STATED GOAL 1
Repeat the collected data entries below line for line, with no changes.

EXCERPT
··········

Excellent post, but Baehr v. Miike is 1996, not 1986. I assume that's what you mean by "nearly 20 years ago," which should probably be "nearly 10 years ago." Just sayin'.

Anonymous said...

It's a shame they think this is required.

Our hope is in the House. But the Speaker got a pass from our community last fall, when he indicated he'd let this come down for a vote.

Gary R. Welsh said...

George, The fight in Hawaii began in 1990 when gay couples applied for marriage licenses. It culminated with a decision by the state's Supreme Court ruling in favor of gay marrriages in 1993. The voters approved a constitutional amendment overturning the court ruling in 1998.

Anonymous said...

I agree with the sentiments. I don't believe that we should be writing matters that are more properly legislative into the constitution. And just to put my own position on the table, I support civil unions but not full marriage for gays. Actually, I'd like to see "marriage" move in a more contractual manner from a legal perspective with "marriage" being primarily a purely religious matter. So in that regard I may even be more radical than you.

But a few points to ponder:

1. As you note, it was the courts that brought this to the fore. If Hawaii, Vermont, Massachusetts, and New Jersey had not ruled as they did - effectively using the constitution to equally define marriage as is more properly the role of a statue - I don't believe any such amendments would ever have been passed. I think it is also clear that absent the amendment backlash, other courts - almost certainly New York and Washington - would have ruled in favor of gay marriage as a fundamental right leading to a potential snowball effect.

2. Tactically, the federal DOMA has never been tested in the Supreme Court, so relying on that is dubious. If anything, the US Supreme Court has proven very willing to write social policy into the constitution through its ruling. I would not be surprised for a minute if they just wiped away all these state amendments with a pro-gay marriage federal ruling. That's one reason for all these amendments. Getting a clear and increasing majority of states to constitutionally ban gay marriage makes it difficult for the SCOTUS to justify its rationale with talk of an "emerging national consensus" about gay marriage as they've done for other items.

3. The argument you are making is a bit disingenuous. From your previous posts I would presume that you are a supporter of gay marriage (feel free to correct me). Thus appealing to notions that there is no real threat to the present definition of marriage is really not an argument you believe in yourself. You, and those who feel like you, represent a very real threat to traditional marriage.

What's more, by talking about the amendment as "depriving rights", you make your position clear: gay marriage is a right and denying it is discriminatory. If that's true, why wouldn't the courts rule that the state had to permit it? How can something both be a "right" and not available under present law?

··········

Collected data entries
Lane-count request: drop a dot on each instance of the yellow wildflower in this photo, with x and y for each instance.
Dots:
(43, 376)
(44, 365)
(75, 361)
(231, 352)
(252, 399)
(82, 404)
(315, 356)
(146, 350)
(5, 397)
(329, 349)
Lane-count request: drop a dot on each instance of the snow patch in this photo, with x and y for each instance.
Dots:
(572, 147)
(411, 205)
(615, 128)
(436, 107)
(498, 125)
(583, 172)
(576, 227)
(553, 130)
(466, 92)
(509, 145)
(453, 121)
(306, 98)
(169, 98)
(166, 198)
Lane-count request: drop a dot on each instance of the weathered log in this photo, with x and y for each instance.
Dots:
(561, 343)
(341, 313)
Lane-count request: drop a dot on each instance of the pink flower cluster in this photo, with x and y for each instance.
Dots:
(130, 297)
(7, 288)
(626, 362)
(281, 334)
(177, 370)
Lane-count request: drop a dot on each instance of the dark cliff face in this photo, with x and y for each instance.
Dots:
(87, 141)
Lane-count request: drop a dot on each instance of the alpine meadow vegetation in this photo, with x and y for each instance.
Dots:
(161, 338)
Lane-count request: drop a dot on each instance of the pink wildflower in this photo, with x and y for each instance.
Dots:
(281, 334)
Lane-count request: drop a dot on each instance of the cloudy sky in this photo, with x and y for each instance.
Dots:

··········

STATED GOAL 2
Answer these questions from the comment thread above:
(a) What year does the first comment give for Baehr v. Miike?
(b) In what year did gay couples in Hawaii apply for marriage licenses?
(c) Which two states' courts does the last commenter say would almost certainly have ruled in favor of gay marriage without the amendment backlash?

RESPONSE 1
Lane-count request: drop a dot on each instance of the yellow wildflower in this photo, with x and y for each instance.
Dots:
(43, 376)
(44, 365)
(75, 361)
(231, 352)
(252, 399)
(82, 404)
(315, 356)
(146, 350)
(5, 397)
(329, 349)
Lane-count request: drop a dot on each instance of the snow patch in this photo, with x and y for each instance.
Dots:
(572, 147)
(411, 205)
(615, 128)
(436, 107)
(498, 125)
(583, 172)
(576, 227)
(553, 130)
(466, 92)
(509, 145)
(453, 121)
(306, 98)
(169, 98)
(166, 198)
Lane-count request: drop a dot on each instance of the weathered log in this photo, with x and y for each instance.
Dots:
(561, 343)
(341, 313)
Lane-count request: drop a dot on each instance of the pink flower cluster in this photo, with x and y for each instance.
Dots:
(130, 297)
(7, 288)
(626, 362)
(281, 334)
(177, 370)
Lane-count request: drop a dot on each instance of the dark cliff face in this photo, with x and y for each instance.
Dots:
(87, 141)
Lane-count request: drop a dot on each instance of the alpine meadow vegetation in this photo, with x and y for each instance.
Dots:
(161, 338)
Lane-count request: drop a dot on each instance of the pink wildflower in this photo, with x and y for each instance.
Dots:
(281, 334)
Lane-count request: drop a dot on each instance of the cloudy sky in this photo, with x and y for each instance.
Dots:

RESPONSE 2
(a) 1996
(b) 1990
(c) New York and Washington